Task >> Please show each line in the records below that contains the word "grass", copying every such line in full.

[Annotation records]
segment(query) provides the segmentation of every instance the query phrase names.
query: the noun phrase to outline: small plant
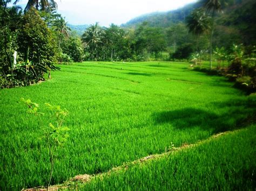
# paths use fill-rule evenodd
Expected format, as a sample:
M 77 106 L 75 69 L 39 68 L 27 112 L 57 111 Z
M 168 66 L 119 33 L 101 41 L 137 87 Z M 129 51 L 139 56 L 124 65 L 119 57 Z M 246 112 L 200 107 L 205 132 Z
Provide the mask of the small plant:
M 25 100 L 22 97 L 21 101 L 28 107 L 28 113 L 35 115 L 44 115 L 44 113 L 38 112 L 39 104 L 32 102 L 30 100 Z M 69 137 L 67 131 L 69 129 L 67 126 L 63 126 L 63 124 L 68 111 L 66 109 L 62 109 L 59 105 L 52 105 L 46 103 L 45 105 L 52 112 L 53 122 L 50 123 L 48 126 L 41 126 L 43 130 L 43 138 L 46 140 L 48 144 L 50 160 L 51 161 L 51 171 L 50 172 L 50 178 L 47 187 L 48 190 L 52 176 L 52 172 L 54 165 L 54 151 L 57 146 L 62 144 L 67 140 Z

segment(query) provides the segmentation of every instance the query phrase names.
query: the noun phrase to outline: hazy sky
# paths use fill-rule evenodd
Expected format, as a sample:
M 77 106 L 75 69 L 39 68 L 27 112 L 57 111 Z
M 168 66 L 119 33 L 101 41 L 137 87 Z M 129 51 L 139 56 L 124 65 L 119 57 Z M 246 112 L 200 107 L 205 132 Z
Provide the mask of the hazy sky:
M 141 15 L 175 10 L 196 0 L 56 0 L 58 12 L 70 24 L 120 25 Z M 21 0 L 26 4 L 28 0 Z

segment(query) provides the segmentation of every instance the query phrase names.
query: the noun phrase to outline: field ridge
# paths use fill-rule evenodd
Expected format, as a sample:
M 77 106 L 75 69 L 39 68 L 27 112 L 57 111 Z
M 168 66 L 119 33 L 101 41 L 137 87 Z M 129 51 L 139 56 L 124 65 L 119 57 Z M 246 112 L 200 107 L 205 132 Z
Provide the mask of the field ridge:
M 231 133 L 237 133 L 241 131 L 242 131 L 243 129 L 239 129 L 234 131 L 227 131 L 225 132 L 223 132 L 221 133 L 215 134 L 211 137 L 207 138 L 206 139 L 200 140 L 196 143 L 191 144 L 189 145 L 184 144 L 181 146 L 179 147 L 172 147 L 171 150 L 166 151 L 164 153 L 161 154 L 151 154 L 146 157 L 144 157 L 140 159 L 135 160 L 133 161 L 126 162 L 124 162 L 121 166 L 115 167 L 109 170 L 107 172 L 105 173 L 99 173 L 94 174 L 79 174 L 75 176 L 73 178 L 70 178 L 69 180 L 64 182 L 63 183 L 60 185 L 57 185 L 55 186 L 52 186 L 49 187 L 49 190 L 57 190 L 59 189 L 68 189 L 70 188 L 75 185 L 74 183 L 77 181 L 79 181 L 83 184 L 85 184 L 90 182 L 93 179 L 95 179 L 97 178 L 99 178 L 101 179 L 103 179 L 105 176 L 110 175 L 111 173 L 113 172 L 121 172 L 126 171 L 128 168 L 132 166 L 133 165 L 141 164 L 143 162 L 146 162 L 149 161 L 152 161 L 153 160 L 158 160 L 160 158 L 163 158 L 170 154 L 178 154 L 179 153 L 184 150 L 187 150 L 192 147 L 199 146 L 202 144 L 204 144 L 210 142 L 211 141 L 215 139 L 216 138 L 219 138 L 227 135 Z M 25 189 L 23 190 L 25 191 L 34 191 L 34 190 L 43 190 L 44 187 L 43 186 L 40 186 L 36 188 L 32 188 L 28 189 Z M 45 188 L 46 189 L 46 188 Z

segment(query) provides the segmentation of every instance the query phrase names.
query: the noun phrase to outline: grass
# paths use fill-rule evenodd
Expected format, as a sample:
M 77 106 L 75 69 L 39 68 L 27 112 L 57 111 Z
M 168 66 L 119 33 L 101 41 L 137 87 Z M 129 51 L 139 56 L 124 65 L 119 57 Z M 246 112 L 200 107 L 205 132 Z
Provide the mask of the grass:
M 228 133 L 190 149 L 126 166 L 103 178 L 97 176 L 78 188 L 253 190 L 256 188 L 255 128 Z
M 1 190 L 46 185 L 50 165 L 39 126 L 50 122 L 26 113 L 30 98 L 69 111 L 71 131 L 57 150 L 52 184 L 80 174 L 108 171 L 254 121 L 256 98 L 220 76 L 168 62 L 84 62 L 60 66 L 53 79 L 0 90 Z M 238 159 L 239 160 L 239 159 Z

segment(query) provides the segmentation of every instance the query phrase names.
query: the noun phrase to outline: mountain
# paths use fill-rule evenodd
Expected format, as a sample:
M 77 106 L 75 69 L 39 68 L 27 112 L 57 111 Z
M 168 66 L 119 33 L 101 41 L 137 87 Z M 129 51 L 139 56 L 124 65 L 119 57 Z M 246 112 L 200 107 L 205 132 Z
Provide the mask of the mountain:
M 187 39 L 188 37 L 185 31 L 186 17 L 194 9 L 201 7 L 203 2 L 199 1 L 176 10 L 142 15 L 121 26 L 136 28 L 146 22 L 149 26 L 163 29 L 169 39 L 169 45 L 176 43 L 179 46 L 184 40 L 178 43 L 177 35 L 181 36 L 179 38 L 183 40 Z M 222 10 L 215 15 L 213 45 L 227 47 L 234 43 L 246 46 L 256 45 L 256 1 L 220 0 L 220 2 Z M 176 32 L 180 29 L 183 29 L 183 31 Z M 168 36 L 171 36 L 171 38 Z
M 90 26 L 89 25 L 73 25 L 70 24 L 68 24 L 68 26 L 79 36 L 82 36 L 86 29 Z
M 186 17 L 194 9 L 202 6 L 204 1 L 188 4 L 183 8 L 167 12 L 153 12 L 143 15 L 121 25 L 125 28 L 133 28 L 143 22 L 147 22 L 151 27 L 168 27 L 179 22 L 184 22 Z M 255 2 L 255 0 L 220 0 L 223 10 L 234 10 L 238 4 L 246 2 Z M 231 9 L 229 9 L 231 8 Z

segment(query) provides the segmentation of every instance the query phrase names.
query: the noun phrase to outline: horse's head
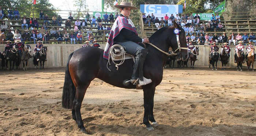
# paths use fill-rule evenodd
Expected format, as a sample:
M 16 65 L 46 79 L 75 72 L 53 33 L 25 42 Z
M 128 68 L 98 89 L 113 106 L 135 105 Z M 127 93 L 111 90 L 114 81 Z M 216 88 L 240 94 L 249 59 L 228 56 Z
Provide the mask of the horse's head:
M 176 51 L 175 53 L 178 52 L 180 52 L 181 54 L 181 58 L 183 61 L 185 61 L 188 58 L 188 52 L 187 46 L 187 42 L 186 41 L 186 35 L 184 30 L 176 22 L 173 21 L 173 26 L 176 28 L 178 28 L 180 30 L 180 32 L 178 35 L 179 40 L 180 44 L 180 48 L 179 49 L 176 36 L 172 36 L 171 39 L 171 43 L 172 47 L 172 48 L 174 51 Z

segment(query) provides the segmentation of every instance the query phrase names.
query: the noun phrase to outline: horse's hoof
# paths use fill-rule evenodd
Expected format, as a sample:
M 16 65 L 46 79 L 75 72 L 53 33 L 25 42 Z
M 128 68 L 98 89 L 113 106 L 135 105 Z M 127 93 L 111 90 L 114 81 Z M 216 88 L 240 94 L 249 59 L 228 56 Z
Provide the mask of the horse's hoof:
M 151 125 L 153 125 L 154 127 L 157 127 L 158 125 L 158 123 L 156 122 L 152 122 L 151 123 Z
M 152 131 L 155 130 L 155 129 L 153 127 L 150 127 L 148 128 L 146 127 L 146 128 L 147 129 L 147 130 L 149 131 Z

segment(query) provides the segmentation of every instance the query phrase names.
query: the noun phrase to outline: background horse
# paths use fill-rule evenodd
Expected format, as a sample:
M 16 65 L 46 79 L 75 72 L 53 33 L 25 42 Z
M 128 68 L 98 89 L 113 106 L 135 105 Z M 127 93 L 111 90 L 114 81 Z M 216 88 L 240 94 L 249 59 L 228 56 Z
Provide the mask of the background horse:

...

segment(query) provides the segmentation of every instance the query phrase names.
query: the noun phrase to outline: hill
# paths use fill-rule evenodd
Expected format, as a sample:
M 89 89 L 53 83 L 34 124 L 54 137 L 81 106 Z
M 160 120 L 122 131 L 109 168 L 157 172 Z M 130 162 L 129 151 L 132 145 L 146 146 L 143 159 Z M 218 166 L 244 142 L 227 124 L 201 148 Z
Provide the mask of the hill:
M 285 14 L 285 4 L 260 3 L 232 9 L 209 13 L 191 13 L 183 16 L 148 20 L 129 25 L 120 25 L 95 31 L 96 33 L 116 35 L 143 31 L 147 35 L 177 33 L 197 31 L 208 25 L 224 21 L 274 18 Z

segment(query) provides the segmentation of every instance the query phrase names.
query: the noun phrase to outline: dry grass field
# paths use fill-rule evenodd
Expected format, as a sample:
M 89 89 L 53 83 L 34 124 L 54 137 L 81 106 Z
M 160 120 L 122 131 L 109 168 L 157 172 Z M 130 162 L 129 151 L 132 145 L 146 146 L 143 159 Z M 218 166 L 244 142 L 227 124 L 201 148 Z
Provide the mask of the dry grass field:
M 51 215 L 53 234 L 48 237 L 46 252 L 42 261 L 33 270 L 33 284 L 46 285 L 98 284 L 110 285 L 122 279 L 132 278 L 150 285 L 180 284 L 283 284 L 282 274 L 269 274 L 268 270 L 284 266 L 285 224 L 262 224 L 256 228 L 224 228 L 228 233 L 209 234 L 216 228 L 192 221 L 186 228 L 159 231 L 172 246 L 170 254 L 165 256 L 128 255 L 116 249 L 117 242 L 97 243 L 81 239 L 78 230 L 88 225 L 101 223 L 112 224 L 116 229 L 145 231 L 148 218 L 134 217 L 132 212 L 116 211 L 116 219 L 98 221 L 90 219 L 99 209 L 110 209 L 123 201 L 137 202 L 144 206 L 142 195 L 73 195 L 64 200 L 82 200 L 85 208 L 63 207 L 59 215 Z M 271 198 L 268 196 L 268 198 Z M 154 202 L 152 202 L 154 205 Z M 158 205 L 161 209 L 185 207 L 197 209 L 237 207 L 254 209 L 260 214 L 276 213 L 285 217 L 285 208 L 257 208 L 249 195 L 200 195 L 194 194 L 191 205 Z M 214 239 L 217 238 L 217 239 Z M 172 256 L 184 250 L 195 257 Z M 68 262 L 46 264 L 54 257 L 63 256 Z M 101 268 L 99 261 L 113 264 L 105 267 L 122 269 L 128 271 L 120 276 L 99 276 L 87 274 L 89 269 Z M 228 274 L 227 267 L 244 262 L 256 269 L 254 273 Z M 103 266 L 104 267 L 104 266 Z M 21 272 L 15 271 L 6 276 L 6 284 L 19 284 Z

--

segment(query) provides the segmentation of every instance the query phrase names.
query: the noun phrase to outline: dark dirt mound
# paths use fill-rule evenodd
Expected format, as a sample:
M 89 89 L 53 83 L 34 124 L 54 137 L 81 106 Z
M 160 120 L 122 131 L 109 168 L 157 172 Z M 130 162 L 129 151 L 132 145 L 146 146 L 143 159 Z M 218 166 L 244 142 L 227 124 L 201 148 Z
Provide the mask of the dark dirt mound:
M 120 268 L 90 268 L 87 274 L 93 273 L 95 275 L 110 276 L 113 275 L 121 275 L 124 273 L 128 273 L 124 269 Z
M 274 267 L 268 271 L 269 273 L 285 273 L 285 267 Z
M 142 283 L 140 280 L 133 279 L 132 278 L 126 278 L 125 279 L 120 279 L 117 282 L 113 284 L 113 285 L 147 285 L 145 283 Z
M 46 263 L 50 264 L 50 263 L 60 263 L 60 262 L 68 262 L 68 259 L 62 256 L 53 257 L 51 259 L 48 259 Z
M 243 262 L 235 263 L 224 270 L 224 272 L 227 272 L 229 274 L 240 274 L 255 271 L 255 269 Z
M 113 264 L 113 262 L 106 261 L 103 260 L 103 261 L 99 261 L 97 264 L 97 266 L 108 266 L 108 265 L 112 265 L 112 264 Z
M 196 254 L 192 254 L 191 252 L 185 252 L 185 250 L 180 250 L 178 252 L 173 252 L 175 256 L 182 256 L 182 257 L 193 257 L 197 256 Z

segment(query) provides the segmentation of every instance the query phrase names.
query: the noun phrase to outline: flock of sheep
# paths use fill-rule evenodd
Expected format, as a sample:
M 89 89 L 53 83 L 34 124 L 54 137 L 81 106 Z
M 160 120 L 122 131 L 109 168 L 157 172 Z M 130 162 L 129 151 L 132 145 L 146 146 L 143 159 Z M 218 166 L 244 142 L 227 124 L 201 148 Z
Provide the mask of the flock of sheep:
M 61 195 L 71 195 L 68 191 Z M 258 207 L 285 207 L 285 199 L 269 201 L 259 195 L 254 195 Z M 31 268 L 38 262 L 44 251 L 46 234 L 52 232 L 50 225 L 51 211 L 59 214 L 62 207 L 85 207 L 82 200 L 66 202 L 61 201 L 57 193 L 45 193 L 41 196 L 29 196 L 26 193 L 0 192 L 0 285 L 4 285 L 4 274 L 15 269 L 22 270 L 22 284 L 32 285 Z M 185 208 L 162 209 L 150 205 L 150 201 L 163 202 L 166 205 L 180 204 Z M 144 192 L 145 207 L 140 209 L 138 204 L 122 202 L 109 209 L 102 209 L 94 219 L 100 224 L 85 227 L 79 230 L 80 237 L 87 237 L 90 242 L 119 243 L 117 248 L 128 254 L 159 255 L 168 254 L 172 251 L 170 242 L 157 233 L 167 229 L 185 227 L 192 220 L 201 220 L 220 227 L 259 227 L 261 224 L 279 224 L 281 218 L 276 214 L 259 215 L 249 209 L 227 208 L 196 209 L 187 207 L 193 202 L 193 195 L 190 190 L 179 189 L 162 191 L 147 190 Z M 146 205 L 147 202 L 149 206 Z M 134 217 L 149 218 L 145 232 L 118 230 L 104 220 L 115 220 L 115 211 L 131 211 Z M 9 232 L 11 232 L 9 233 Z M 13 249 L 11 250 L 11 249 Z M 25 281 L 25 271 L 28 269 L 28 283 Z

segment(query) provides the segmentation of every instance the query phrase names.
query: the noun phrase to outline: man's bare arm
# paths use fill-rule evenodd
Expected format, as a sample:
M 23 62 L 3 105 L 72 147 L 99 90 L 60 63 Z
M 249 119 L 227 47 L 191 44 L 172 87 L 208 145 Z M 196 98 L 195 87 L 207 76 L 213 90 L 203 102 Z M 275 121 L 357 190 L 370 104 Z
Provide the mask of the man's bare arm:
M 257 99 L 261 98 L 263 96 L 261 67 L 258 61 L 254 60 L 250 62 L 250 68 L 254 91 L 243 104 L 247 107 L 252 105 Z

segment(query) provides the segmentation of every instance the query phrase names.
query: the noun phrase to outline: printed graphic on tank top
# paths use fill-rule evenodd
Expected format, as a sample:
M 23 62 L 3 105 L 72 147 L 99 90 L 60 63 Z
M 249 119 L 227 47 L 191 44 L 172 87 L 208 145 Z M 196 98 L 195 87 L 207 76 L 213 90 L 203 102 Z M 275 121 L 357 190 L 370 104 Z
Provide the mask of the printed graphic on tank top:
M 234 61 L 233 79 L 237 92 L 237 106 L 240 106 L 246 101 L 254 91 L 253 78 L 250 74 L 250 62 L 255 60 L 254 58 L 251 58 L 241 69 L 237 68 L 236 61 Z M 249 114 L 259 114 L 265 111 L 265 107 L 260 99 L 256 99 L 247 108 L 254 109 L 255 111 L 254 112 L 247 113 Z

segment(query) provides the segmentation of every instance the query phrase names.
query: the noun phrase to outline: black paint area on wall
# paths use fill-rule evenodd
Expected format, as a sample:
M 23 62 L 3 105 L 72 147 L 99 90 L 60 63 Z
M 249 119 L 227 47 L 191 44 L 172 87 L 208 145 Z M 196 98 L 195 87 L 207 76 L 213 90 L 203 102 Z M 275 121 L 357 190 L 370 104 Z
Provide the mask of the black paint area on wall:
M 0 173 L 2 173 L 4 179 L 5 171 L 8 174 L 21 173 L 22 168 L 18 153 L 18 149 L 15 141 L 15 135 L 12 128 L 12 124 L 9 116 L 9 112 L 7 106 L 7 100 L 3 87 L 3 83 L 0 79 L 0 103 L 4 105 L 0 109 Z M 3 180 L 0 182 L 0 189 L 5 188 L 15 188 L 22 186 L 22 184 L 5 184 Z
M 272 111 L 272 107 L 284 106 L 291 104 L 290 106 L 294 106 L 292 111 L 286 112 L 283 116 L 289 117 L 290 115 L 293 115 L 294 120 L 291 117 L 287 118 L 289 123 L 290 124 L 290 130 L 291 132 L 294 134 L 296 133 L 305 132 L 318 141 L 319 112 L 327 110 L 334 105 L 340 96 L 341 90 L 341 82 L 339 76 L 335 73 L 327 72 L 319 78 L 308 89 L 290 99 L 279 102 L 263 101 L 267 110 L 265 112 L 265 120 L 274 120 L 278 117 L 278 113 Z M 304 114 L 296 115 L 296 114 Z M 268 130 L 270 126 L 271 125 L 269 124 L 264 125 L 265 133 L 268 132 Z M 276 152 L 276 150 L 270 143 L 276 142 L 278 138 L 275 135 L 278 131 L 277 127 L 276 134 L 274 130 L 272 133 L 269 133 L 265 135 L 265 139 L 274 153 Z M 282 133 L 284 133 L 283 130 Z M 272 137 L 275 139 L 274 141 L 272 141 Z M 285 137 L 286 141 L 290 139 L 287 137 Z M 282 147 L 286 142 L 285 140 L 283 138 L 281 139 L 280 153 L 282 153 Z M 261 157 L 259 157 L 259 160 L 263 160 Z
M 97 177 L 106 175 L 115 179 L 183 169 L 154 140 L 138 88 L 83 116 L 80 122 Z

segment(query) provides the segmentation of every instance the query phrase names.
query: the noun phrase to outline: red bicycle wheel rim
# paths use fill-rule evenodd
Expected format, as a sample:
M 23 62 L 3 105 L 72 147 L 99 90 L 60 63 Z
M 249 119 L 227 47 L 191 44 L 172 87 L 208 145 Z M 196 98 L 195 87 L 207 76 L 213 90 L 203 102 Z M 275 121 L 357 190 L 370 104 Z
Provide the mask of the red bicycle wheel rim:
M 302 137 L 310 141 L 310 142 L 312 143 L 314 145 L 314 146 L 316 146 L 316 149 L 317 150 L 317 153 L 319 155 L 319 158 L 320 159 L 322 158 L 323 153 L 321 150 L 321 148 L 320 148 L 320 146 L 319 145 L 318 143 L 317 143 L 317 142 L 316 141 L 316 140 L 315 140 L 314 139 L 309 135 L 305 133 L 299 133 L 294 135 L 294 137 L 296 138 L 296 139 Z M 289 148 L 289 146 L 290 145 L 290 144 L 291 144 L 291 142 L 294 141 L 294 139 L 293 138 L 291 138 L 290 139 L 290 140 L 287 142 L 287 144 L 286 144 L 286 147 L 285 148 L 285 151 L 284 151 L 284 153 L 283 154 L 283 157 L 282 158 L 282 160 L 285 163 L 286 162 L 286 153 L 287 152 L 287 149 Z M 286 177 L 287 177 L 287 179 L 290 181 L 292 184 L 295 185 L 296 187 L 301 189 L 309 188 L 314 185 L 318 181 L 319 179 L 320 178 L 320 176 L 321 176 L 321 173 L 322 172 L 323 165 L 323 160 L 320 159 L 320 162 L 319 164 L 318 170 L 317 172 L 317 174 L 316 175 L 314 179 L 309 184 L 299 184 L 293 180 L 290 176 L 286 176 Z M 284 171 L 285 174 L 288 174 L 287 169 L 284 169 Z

Expected output >>
query: the noun phrase to outline: grass
Provide the mask of the grass:
query: the noun phrase to outline: dry grass field
Provide the mask of the dry grass field:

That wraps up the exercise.